### Your instructions:
Edit the records below so that every "rough mask" becomes "coarse mask", leaving everything else unchanged.

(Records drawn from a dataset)
━━━━━━━━━━
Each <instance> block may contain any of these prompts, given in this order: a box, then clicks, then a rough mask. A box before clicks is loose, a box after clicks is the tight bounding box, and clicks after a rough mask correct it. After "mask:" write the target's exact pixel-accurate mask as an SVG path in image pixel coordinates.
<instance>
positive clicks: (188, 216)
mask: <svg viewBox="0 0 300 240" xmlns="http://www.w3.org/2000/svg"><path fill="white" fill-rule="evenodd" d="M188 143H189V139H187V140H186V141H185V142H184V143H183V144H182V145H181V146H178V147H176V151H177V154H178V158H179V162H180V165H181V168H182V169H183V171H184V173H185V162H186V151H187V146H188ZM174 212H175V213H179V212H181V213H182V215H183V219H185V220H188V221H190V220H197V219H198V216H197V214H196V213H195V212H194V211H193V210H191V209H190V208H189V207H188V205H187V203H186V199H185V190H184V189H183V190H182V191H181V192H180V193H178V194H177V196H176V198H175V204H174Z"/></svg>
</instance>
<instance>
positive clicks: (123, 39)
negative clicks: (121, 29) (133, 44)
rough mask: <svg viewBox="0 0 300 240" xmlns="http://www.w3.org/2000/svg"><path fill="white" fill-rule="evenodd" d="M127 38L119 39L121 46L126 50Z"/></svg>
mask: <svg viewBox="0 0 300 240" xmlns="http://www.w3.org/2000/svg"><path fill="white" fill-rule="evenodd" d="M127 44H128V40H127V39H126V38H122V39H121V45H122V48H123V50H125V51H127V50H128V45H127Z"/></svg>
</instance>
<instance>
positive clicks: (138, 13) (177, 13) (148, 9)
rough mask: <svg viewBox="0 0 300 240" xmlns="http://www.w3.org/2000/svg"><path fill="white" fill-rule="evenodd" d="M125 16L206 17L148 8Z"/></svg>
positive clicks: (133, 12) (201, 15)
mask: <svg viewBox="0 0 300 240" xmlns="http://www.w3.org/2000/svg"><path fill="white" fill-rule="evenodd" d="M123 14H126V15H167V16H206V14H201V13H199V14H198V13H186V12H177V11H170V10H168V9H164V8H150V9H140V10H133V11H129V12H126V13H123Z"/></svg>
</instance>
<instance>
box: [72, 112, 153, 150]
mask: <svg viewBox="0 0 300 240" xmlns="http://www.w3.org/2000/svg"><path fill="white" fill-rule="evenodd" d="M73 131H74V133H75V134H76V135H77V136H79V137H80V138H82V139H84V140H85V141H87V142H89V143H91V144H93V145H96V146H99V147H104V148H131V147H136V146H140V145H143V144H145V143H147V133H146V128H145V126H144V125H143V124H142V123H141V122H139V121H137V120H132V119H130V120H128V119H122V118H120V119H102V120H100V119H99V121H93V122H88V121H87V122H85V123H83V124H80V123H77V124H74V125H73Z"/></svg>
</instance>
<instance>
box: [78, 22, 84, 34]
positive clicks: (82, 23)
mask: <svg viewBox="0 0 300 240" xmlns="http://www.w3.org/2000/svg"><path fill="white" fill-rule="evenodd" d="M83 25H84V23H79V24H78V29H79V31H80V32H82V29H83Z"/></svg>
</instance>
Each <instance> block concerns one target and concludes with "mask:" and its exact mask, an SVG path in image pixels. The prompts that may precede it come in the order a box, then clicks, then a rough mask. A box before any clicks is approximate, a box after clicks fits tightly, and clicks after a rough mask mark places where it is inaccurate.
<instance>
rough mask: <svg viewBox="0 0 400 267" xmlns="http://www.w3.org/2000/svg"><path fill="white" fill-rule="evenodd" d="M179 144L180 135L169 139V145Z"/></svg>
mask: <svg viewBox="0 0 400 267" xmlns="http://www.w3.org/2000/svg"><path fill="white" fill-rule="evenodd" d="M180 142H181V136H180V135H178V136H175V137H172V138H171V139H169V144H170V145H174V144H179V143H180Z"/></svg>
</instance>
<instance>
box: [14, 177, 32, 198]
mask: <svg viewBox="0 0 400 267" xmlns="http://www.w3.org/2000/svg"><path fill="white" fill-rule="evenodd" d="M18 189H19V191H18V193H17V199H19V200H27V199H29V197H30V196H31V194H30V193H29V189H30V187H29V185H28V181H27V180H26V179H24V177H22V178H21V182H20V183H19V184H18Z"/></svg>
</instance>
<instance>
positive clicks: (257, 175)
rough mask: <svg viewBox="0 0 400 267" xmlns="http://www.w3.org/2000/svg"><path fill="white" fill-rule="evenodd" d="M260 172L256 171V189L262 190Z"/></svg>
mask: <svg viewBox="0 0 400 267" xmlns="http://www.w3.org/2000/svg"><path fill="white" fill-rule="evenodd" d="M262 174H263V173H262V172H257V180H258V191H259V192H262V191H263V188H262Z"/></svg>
━━━━━━━━━━
### Finished task:
Each <instance> block may contain any of these prompts, given in this order: a box, then clicks, then a coarse mask. A box before clicks is loose, a box after clicks is the tight bounding box, and clicks after a coarse mask correct it. After "mask:" write the target's exact pixel-accurate mask as an SVG path in image pixel coordinates.
<instance>
positive clicks: (188, 216)
mask: <svg viewBox="0 0 300 240" xmlns="http://www.w3.org/2000/svg"><path fill="white" fill-rule="evenodd" d="M188 143H189V139H187V140H186V141H185V142H184V143H183V144H182V145H181V146H178V147H176V151H177V154H178V158H179V162H180V165H181V168H182V169H183V171H184V173H185V162H186V151H187V146H188ZM174 212H175V213H179V212H181V213H182V215H183V219H185V220H188V221H190V220H197V219H198V216H197V214H196V213H195V212H194V211H193V210H191V209H190V208H189V207H188V205H187V203H186V199H185V190H184V189H183V190H182V191H181V192H180V193H178V194H177V196H176V198H175V204H174Z"/></svg>
</instance>
<instance>
positive clicks: (123, 39)
negative clicks: (121, 29) (133, 44)
coarse mask: <svg viewBox="0 0 300 240" xmlns="http://www.w3.org/2000/svg"><path fill="white" fill-rule="evenodd" d="M127 38L119 39L121 46L126 50Z"/></svg>
mask: <svg viewBox="0 0 300 240" xmlns="http://www.w3.org/2000/svg"><path fill="white" fill-rule="evenodd" d="M127 44H128V40H127V39H126V38H122V39H121V45H122V48H123V50H125V51H127V50H128V45H127Z"/></svg>
</instance>
<instance>
positive clicks: (138, 13) (177, 13) (148, 9)
coarse mask: <svg viewBox="0 0 300 240" xmlns="http://www.w3.org/2000/svg"><path fill="white" fill-rule="evenodd" d="M125 16L206 17L148 8Z"/></svg>
positive clicks: (133, 12) (201, 15)
mask: <svg viewBox="0 0 300 240" xmlns="http://www.w3.org/2000/svg"><path fill="white" fill-rule="evenodd" d="M123 14H126V15H167V16H206V14H201V13H199V14H198V13H186V12H177V11H170V10H168V9H164V8H150V9H140V10H133V11H129V12H126V13H123Z"/></svg>
</instance>
<instance>
box: [72, 112, 153, 150]
mask: <svg viewBox="0 0 300 240" xmlns="http://www.w3.org/2000/svg"><path fill="white" fill-rule="evenodd" d="M73 131H74V133H75V134H76V135H77V136H79V137H80V138H82V139H84V140H85V141H87V142H89V143H91V144H93V145H96V146H99V147H104V148H131V147H136V146H140V145H143V144H145V143H147V133H146V128H145V126H144V125H143V124H142V123H141V122H139V121H137V120H132V119H130V120H128V119H122V118H120V119H102V120H100V119H99V121H93V122H88V121H87V122H85V123H83V124H80V123H77V124H74V125H73Z"/></svg>
</instance>
<instance>
box: [78, 22, 84, 34]
positive clicks: (82, 23)
mask: <svg viewBox="0 0 300 240" xmlns="http://www.w3.org/2000/svg"><path fill="white" fill-rule="evenodd" d="M83 25H84V23H79V24H78V29H79V31H80V32H82V29H83Z"/></svg>
</instance>
Each <instance> block concerns one target and concludes with "mask:" and its exact mask, an SVG path in image pixels. The prompts that may precede it come in the order a box, then clicks, then a coarse mask. A box before any clicks is approximate, a box after clicks fits tightly, and clicks after a coarse mask mark places where it is inaccurate.
<instance>
coarse mask: <svg viewBox="0 0 400 267" xmlns="http://www.w3.org/2000/svg"><path fill="white" fill-rule="evenodd" d="M179 144L180 135L169 139V145Z"/></svg>
mask: <svg viewBox="0 0 400 267" xmlns="http://www.w3.org/2000/svg"><path fill="white" fill-rule="evenodd" d="M180 142H181V136H180V135H178V136H175V137H172V138H171V139H169V144H170V145H174V144H179V143H180Z"/></svg>
</instance>
<instance>
box: [14, 177, 32, 198]
mask: <svg viewBox="0 0 400 267" xmlns="http://www.w3.org/2000/svg"><path fill="white" fill-rule="evenodd" d="M18 189H19V191H18V193H17V199H19V200H27V199H29V197H30V196H31V194H30V193H29V189H30V187H29V185H28V181H27V180H26V179H24V177H22V178H21V182H20V183H19V184H18Z"/></svg>
</instance>
<instance>
positive clicks: (257, 175)
coarse mask: <svg viewBox="0 0 400 267" xmlns="http://www.w3.org/2000/svg"><path fill="white" fill-rule="evenodd" d="M260 172L256 171V189L262 190Z"/></svg>
mask: <svg viewBox="0 0 400 267" xmlns="http://www.w3.org/2000/svg"><path fill="white" fill-rule="evenodd" d="M262 174H263V173H262V172H257V180H258V191H259V192H262V191H263V188H262Z"/></svg>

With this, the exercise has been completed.